§ **Work required**
Reproduce the stretch of the biographical passage on Robert Holdstock below from "Robert Paul Holdstock" through "most closely associated.", swapping "medical zoology" for "marine biology".

§ **Text passage**
Robert Holdstock (1948 - 2009)
Robert Paul Holdstock was born in a remote corner of Kent, sharing his childhood years between the bleak Romney Marsh and the dense woodlands of the Kentish heartlands. He received an MSc in medical zoology and spent several years in the early 1970s in medical research before becoming a full-time writer in 1976. His first published story appeared in the New Worlds magazine in 1968 and for the early part of his career he wrote science fiction. However, it is with fantasy that he is most closely associated.

1984 saw the publication of Mythago Wood, winner of the BSFA and World Fantasy Awards for Best Novel, and widely regarded as one of the key texts of modern fantasy. It and the subsequent 'mythago' novels (including Lavondyss, which won the BSFA Award for Best Novel in 1988) cemented his reputation as the definitive portrayer of the wild wood. His interest in Celtic and Nordic mythology was a consistent theme throughout his fantasy and is most prominently reflected in the acclaimed Merlin Codex trilogy, consisting of Celtika, The Iron Grail and The Broken Kings, published between 2001 and 2007.

§ **Study material**
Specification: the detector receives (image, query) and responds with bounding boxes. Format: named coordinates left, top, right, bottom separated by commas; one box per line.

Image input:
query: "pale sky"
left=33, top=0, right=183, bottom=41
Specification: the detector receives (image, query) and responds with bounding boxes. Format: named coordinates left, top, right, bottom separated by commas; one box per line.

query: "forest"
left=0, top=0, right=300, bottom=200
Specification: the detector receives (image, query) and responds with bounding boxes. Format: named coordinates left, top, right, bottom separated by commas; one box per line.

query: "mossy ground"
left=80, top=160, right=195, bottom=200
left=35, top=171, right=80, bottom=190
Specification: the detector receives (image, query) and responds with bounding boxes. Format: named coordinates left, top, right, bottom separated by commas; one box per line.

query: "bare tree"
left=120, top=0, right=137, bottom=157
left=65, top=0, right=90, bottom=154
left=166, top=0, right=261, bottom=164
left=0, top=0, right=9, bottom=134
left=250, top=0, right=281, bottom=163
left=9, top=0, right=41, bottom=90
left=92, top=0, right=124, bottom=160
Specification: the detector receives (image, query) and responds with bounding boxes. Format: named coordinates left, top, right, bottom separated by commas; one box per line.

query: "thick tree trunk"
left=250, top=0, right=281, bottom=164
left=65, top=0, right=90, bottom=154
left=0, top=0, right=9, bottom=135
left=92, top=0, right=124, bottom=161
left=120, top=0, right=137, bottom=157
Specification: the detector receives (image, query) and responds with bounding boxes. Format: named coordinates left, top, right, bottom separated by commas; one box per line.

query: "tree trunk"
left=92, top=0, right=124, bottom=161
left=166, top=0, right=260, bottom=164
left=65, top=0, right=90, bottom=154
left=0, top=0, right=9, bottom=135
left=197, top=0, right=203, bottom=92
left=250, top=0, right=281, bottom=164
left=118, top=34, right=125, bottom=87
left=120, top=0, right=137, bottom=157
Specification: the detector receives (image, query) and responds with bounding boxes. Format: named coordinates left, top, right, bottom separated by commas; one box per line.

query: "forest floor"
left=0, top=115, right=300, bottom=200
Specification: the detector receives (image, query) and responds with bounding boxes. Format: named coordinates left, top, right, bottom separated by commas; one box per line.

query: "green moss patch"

§ **Response to the exercise**
Robert Paul Holdstock was born in a remote corner of Kent, sharing his childhood years between the bleak Romney Marsh and the dense woodlands of the Kentish heartlands. He received an MSc in marine biology and spent several years in the early 1970s in medical research before becoming a full-time writer in 1976. His first published story appeared in the New Worlds magazine in 1968 and for the early part of his career he wrote science fiction. However, it is with fantasy that he is most closely associated.